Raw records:
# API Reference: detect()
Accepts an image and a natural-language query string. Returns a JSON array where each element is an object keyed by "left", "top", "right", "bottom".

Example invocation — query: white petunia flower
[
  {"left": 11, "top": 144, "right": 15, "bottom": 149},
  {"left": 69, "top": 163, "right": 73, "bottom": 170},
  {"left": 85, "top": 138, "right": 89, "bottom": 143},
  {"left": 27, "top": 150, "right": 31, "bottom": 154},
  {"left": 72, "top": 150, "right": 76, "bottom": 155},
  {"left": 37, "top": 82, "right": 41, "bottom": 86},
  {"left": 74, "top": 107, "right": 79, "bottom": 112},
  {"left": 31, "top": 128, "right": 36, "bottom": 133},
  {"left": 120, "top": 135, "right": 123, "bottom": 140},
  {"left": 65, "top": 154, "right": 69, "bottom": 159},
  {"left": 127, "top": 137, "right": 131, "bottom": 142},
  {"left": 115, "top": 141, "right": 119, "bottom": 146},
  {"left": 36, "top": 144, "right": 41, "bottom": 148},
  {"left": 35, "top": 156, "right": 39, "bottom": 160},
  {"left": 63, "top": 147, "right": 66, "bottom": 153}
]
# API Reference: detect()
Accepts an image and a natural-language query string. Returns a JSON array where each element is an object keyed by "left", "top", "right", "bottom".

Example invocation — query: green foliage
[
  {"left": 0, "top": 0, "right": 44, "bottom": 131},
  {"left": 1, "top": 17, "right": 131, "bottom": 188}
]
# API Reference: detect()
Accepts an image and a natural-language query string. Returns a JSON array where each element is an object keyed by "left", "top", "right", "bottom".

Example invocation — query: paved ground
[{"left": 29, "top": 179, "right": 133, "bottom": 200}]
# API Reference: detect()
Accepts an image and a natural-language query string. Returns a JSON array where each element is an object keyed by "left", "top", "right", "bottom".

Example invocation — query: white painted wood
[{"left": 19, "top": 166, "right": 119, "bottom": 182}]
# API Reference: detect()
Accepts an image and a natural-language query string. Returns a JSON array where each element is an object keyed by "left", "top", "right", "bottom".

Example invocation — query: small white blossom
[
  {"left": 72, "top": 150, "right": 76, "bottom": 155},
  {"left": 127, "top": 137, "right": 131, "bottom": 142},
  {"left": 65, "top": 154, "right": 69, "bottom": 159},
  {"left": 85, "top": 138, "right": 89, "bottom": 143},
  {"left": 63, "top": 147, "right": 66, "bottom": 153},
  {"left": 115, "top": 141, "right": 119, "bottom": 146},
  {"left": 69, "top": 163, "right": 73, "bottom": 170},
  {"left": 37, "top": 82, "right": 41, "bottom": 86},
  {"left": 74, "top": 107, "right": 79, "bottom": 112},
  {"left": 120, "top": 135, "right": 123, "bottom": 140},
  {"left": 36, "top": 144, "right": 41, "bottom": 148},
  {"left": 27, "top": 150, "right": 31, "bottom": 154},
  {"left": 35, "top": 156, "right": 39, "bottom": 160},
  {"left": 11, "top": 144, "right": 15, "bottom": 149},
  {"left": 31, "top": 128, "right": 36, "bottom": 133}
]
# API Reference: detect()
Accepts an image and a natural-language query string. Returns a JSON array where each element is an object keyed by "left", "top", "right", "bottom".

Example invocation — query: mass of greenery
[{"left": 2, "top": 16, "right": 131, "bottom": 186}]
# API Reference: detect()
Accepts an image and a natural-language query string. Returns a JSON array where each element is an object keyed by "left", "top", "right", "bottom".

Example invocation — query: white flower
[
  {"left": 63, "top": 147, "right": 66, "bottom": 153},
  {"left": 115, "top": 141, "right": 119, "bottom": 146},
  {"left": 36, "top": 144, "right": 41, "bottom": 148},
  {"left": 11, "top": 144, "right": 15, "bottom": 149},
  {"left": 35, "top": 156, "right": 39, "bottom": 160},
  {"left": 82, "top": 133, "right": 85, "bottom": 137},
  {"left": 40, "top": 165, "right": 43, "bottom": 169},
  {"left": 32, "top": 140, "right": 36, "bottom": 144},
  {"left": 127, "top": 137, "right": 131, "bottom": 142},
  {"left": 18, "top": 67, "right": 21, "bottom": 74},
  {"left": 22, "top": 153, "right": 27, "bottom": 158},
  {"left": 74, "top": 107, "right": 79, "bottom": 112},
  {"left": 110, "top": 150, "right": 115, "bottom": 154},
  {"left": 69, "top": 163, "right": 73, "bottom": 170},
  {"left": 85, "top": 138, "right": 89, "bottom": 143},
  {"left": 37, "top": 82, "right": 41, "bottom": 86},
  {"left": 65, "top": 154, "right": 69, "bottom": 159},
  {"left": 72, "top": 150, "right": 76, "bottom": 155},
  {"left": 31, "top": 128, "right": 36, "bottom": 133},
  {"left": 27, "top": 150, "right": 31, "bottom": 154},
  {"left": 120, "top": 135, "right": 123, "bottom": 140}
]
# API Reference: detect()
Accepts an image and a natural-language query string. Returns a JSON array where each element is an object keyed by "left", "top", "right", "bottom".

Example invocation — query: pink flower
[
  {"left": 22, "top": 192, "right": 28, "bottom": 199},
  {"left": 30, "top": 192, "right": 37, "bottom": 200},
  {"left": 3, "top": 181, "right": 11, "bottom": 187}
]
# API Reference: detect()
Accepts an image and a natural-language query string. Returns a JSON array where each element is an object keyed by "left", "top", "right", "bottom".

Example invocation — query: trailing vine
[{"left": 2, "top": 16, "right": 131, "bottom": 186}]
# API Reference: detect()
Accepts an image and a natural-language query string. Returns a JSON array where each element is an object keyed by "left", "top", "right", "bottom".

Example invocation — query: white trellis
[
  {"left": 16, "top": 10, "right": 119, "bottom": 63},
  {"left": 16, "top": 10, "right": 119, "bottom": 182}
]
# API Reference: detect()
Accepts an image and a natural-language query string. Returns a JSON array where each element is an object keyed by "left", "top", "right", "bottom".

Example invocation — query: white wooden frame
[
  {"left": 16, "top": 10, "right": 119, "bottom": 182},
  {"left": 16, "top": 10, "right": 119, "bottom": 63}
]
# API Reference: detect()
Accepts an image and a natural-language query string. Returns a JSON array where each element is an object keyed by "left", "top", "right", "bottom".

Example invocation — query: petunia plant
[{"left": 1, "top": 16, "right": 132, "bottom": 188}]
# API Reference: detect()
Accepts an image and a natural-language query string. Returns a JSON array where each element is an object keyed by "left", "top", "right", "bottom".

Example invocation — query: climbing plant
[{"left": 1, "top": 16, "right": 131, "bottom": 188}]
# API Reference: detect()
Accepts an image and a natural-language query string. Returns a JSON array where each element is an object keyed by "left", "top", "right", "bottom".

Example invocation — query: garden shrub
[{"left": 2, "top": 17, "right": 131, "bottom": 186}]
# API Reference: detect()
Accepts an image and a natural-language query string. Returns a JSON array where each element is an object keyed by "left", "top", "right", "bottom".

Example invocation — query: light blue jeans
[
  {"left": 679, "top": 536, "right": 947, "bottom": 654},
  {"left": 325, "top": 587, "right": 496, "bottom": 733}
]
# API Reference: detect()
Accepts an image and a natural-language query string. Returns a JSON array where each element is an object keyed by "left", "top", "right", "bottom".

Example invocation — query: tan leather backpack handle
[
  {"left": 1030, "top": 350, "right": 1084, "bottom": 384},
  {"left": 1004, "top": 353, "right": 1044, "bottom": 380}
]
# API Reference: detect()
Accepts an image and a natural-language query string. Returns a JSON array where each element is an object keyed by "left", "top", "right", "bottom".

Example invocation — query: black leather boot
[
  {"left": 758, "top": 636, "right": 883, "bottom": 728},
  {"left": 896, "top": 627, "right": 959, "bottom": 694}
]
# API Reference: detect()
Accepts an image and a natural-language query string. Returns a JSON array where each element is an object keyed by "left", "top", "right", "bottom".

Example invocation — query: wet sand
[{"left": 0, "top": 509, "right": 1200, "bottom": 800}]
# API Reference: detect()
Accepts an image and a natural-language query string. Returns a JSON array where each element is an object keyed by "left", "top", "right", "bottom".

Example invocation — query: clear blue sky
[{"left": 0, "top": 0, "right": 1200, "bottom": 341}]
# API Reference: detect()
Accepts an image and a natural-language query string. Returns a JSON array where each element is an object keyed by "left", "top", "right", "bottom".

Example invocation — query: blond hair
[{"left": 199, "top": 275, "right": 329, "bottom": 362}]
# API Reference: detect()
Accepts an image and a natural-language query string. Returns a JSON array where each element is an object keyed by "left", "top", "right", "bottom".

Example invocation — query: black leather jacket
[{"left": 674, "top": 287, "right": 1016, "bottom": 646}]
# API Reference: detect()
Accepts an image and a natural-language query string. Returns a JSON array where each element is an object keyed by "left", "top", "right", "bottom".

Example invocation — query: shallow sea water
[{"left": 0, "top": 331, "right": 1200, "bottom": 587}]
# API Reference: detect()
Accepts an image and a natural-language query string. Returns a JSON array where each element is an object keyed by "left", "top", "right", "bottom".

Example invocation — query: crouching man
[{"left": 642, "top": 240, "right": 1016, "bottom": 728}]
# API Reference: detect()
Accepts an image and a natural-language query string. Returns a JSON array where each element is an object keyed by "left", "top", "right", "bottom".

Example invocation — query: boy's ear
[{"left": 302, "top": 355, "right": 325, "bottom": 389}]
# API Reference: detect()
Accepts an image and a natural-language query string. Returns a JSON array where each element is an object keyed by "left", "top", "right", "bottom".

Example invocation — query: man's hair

- Exercise task
Pick out each line in the records that contains the word "black" and copy those lines in full.

- Result
Example invocation — query: black leather boot
Example invocation — query: black leather jacket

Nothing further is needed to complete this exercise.